(Material shown)
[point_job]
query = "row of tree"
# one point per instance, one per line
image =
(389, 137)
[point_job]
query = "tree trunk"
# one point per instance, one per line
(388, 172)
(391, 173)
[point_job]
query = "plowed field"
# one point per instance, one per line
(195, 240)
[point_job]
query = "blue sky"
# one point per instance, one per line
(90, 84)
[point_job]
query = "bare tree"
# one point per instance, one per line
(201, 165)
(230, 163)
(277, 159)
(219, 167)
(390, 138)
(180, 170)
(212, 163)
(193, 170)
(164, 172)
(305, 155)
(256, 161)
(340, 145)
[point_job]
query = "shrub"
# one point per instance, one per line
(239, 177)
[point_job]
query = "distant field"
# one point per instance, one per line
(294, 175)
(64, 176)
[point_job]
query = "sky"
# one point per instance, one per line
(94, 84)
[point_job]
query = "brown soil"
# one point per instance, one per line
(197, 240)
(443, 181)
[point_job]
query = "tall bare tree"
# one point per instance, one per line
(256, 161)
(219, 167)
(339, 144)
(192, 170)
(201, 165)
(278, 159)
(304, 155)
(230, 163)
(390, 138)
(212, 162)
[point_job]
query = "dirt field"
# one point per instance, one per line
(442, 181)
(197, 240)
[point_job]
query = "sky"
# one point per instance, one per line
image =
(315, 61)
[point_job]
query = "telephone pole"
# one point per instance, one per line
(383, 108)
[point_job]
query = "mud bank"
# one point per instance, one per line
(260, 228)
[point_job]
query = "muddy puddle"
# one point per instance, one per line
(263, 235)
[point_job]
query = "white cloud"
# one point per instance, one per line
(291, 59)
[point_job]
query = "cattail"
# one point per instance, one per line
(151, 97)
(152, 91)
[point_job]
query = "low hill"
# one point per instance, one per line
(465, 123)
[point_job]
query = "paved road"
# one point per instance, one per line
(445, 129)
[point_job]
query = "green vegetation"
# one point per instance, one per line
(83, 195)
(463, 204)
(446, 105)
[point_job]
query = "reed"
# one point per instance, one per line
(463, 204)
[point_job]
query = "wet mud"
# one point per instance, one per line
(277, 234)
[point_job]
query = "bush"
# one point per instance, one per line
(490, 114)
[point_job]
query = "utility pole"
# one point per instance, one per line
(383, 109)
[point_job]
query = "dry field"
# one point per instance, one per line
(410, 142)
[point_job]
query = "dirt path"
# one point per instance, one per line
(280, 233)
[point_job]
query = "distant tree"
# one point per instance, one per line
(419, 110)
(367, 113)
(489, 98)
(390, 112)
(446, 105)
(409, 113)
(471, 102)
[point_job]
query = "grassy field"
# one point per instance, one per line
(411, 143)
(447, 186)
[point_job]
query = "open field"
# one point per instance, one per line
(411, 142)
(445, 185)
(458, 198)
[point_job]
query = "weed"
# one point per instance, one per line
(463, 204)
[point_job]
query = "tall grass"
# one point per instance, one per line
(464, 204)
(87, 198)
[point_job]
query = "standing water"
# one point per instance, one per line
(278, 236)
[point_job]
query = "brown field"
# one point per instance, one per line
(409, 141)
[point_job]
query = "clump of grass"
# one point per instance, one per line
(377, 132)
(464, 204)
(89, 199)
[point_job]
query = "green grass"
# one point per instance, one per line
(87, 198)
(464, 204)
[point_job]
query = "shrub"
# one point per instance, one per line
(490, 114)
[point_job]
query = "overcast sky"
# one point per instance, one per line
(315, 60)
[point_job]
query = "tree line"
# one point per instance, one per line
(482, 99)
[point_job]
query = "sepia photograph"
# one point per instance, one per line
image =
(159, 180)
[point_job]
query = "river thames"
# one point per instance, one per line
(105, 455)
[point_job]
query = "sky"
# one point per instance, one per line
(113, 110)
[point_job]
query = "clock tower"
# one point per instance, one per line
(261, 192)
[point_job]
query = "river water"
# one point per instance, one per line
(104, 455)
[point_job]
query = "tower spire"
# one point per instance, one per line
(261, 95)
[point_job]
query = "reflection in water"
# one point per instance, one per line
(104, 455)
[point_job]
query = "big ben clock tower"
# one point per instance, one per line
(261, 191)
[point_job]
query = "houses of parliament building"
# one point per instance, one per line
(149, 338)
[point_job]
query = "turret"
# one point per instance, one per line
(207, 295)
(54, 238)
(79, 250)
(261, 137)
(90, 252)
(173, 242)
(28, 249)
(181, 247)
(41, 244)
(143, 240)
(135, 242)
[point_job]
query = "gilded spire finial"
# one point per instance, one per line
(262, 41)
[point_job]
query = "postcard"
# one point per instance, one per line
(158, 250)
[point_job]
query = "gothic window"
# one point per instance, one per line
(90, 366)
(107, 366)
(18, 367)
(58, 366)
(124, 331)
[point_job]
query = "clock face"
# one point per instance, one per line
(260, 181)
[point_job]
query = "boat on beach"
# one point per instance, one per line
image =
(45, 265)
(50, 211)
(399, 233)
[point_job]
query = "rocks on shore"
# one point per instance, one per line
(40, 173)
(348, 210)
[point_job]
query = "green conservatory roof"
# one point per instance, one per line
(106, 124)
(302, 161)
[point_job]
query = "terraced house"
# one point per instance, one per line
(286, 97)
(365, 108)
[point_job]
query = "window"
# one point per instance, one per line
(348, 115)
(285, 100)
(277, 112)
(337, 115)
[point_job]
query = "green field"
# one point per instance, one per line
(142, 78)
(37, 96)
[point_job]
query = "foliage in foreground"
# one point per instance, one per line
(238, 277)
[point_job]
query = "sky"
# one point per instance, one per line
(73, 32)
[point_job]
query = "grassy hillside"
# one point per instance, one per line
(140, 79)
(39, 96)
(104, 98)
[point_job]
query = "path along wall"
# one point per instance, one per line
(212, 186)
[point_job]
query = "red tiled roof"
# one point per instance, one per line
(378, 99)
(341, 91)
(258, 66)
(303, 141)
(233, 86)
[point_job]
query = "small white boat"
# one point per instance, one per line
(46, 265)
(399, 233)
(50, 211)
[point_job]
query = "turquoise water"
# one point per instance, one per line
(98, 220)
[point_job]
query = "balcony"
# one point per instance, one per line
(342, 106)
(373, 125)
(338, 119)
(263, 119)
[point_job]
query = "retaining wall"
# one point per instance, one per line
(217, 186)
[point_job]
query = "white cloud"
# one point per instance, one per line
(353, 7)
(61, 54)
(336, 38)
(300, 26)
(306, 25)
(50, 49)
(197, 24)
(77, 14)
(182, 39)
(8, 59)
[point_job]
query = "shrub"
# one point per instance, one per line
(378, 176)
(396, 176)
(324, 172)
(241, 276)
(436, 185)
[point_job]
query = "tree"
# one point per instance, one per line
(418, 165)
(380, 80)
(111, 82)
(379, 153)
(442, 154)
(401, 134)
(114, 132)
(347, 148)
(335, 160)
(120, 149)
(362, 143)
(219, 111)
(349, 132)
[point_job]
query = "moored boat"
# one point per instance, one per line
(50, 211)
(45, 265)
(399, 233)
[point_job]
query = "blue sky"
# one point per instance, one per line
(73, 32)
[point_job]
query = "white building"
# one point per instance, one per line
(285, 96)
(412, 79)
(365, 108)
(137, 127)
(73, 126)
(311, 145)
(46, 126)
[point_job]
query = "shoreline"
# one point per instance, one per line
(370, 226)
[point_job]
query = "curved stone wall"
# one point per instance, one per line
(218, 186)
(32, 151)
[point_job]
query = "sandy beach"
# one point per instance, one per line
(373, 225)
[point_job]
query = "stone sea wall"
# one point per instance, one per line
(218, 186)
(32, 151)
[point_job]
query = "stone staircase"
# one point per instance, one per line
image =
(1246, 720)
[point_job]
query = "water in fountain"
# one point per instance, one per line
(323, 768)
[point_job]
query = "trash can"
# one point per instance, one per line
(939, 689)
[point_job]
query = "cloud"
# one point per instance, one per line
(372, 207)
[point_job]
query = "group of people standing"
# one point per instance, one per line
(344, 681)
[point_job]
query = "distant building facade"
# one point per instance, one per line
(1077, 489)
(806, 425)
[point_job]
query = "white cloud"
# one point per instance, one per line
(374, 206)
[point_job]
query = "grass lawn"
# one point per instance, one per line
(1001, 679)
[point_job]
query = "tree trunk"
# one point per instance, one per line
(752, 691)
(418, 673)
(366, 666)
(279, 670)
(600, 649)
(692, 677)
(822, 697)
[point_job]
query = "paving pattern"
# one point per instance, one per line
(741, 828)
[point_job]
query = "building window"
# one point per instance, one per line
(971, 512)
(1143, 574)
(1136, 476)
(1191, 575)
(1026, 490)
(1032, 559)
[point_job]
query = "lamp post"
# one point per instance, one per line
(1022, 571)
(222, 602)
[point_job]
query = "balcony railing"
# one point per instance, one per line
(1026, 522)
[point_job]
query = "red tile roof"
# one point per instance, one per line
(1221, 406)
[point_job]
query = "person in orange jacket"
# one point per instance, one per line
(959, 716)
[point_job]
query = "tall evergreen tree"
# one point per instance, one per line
(End Material shown)
Problem requirements
Only lines containing the string "bare" are needed. Pull each of them out of the records above.

Exercise solution
query = "bare tree"
query = "tall bare tree"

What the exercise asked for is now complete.